Provided text:
* begin *

The use of peer review on the Forum serves a variety of purposes. It allows students to learn from one another as they view each other’s work. It can also encourage quality by making student work public and providing practice adhering to assessment guidelines when providing feedback to others. Peer review can be used to assess writing assignments, as well as student produced products.
When peer feedback focuses on identification tasks and personal reactions, students realize that the measure of their success as writers and speakers is how well they communicate their message to their peers as well as the instructor. They also realize that their peers’ feedback is genuinely meaningful and important. As a result, peer feedback then informs self-assessment, which is a powerful lifelong learning tool.
1. What is peer-assessment?
Peer assessment allows instructors to share the evaluation of assignments with their students. It is grounded in theories of active learning (Piaget, ’71), adult learning (Cross, ’81) and social constructionism (Vygotsky, ’62).
2. Why employ peer-assessment?
Peer assessment can:
- Empower students to take responsibility for, and manage, their own learning.
- Enable students to learn to assess and to develop life-long assessment skills.
- Enhance students’ learning through knowledge diffusion and exchange of ideas.
- Motivate students to engage with course material more deeply.
3. How can you incorporate peer-assessment?

* end *

Data section:
* begin *

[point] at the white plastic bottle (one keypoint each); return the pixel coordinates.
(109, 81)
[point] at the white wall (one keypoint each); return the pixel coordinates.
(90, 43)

* end *

To do:
A. According to the provided text, which theory of learning is attributed to Vygotsky?
B. Copy the provided text again from the words "When peer feedback" through "Why employ peer-assessment?", and change "active learning" to "experiential learning" in that part.

Expected outputs:
A. Social constructionism

B.
When peer feedback focuses on identification tasks and personal reactions, students realize that the measure of their success as writers and speakers is how well they communicate their message to their peers as well as the instructor. They also realize that their peers’ feedback is genuinely meaningful and important. As a result, peer feedback then informs self-assessment, which is a powerful lifelong learning tool.
1. What is peer-assessment?
Peer assessment allows instructors to share the evaluation of assignments with their students. It is grounded in theories of experiential learning (Piaget, ’71), adult learning (Cross, ’81) and social constructionism (Vygotsky, ’62).
2. Why employ peer-assessment?